** Goal of the exercise **
In the records below, find each line containing the word "dark" and copy every such line in full.

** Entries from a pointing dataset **

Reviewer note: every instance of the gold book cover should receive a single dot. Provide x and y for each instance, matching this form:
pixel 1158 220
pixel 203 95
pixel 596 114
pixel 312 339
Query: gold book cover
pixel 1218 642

--

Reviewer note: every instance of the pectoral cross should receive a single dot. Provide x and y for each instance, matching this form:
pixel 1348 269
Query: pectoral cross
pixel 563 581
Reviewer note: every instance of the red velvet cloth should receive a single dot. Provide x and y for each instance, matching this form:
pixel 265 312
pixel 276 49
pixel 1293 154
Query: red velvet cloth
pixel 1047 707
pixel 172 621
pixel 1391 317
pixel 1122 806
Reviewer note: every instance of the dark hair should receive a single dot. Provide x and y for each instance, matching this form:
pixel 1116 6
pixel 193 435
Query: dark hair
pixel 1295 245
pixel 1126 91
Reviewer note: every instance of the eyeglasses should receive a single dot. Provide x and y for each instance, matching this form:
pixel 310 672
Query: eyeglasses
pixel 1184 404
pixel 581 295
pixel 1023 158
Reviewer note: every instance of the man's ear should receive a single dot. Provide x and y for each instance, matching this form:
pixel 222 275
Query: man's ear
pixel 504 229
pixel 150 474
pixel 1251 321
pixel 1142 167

** Solution to the exercise **
Reviewer note: every instance of the dark hair should receive a single dot. Provide x and y for each instance, matching this form:
Query: dark hair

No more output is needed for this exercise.